# WHAT THE TASK REQUIRES
Output the span of lines from the one that contains "Exercise. Tag every instance of the high-rise" through the end of the records, inclusive, exactly as written and free of pictures.
---- RECORDS FOR THE TASK
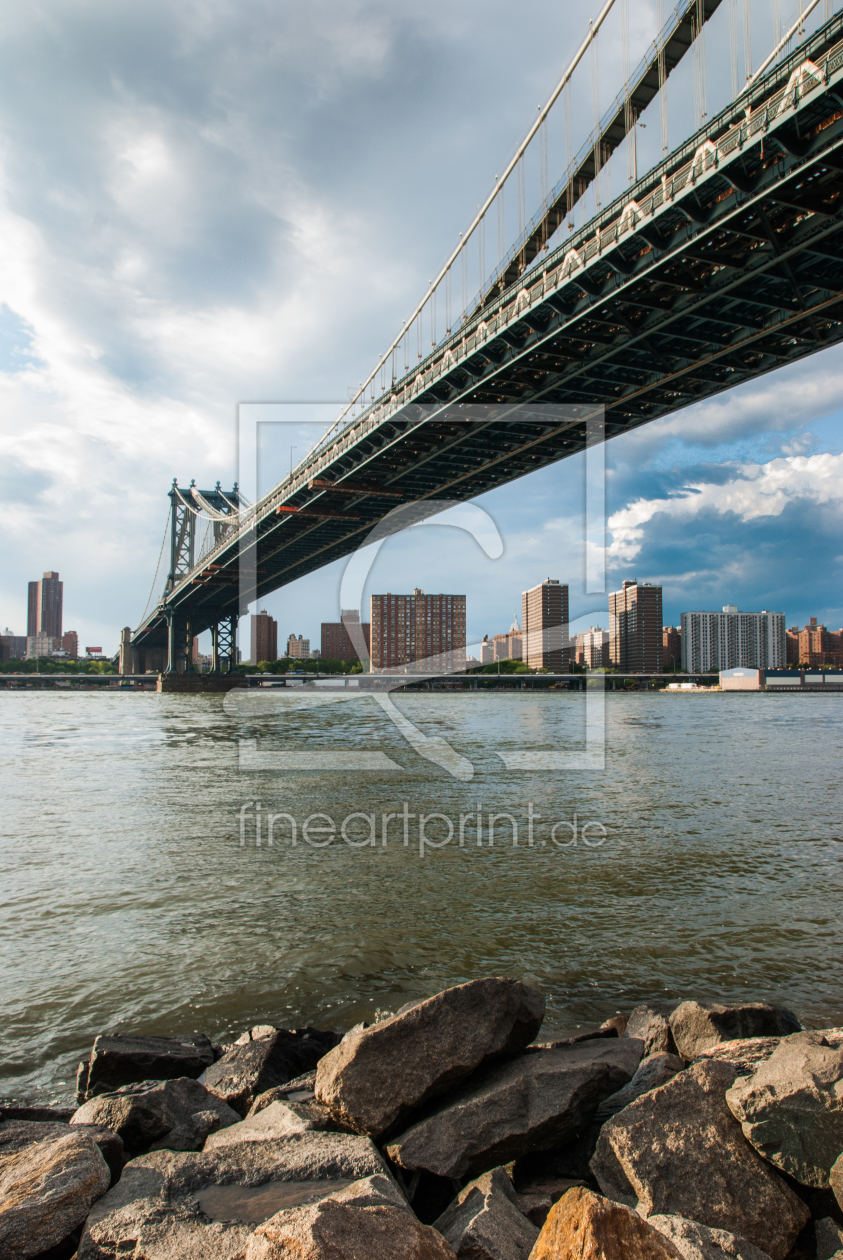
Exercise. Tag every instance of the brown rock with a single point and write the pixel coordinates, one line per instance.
(697, 1026)
(678, 1151)
(487, 1221)
(47, 1190)
(379, 1074)
(532, 1103)
(791, 1108)
(650, 1023)
(149, 1111)
(584, 1226)
(119, 1060)
(170, 1206)
(366, 1221)
(260, 1064)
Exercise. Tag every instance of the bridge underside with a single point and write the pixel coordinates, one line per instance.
(735, 275)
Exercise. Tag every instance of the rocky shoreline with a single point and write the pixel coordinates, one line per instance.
(449, 1129)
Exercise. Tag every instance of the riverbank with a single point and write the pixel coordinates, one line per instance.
(449, 1129)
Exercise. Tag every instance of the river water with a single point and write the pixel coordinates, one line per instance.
(136, 897)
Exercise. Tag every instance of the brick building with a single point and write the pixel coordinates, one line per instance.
(635, 628)
(544, 626)
(418, 633)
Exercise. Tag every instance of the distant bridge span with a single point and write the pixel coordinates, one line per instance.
(722, 263)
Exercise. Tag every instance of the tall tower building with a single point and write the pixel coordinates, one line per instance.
(635, 628)
(421, 633)
(265, 638)
(44, 606)
(544, 626)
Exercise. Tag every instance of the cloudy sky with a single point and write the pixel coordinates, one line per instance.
(208, 203)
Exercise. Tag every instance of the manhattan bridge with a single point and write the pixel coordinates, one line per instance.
(722, 262)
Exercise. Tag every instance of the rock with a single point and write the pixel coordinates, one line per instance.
(47, 1190)
(829, 1237)
(653, 1071)
(172, 1206)
(791, 1108)
(534, 1101)
(256, 1066)
(122, 1060)
(366, 1221)
(485, 1221)
(697, 1026)
(277, 1120)
(678, 1151)
(650, 1023)
(17, 1134)
(379, 1074)
(150, 1110)
(696, 1241)
(584, 1226)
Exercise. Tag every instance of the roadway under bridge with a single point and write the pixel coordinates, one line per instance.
(722, 263)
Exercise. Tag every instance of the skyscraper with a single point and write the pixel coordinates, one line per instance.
(422, 631)
(265, 638)
(635, 628)
(44, 609)
(544, 626)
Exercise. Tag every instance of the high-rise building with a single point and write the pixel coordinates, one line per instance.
(731, 639)
(265, 638)
(635, 628)
(544, 626)
(44, 606)
(670, 647)
(592, 648)
(337, 643)
(298, 648)
(418, 633)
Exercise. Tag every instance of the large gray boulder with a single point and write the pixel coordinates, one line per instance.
(172, 1206)
(260, 1062)
(124, 1059)
(697, 1026)
(47, 1190)
(487, 1221)
(534, 1101)
(158, 1111)
(650, 1023)
(678, 1151)
(652, 1071)
(379, 1074)
(368, 1220)
(791, 1108)
(696, 1241)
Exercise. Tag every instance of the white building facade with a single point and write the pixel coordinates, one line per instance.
(732, 639)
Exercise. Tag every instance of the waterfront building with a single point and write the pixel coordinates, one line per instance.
(44, 606)
(635, 628)
(298, 648)
(544, 626)
(592, 648)
(418, 633)
(13, 647)
(819, 647)
(337, 643)
(732, 640)
(670, 647)
(265, 638)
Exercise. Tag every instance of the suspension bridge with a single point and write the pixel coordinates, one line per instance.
(723, 262)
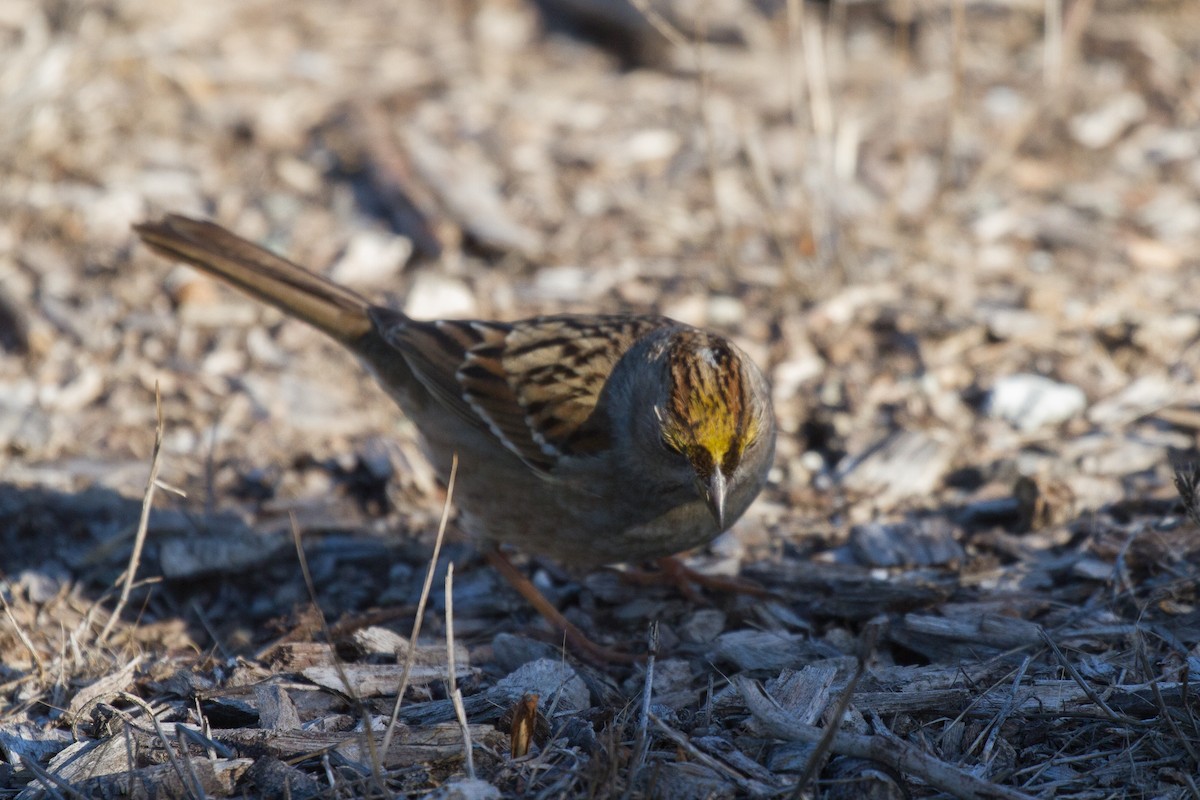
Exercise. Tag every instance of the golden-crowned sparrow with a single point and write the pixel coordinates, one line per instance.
(592, 439)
--------
# TASK SOLUTION
Exercise. Tag every instance of the high-rise building with a single point and write the pixel coordinates, one line per instance.
(731, 639)
(265, 638)
(635, 628)
(544, 626)
(44, 606)
(670, 647)
(592, 648)
(337, 643)
(298, 648)
(418, 633)
Exercise. Tag every instance of the large gray boulder with a single point and write the pixel coordinates, one line per instance.
(172, 1206)
(260, 1062)
(124, 1059)
(697, 1026)
(47, 1190)
(487, 1221)
(534, 1101)
(158, 1111)
(650, 1023)
(678, 1151)
(652, 1071)
(379, 1074)
(368, 1220)
(791, 1108)
(696, 1241)
Exercise. Tag every instance of the white building facade with a single point and write the pixel coordinates, one line per instance.
(732, 639)
Exercise. Tag every instance of the waterfront building with a single point and write the pixel coordinates, one line per instance.
(44, 606)
(635, 628)
(298, 648)
(544, 626)
(592, 648)
(418, 633)
(13, 647)
(819, 647)
(337, 643)
(732, 640)
(670, 647)
(265, 638)
Exercise. Tag every instance of the suspension bridge with a single point and write the pixel coordinates, one line per instance.
(723, 262)
Exercise. Tag every instance of the golden-crowned sparrow with a single point and write the pixel coordinates, one line per instance.
(592, 439)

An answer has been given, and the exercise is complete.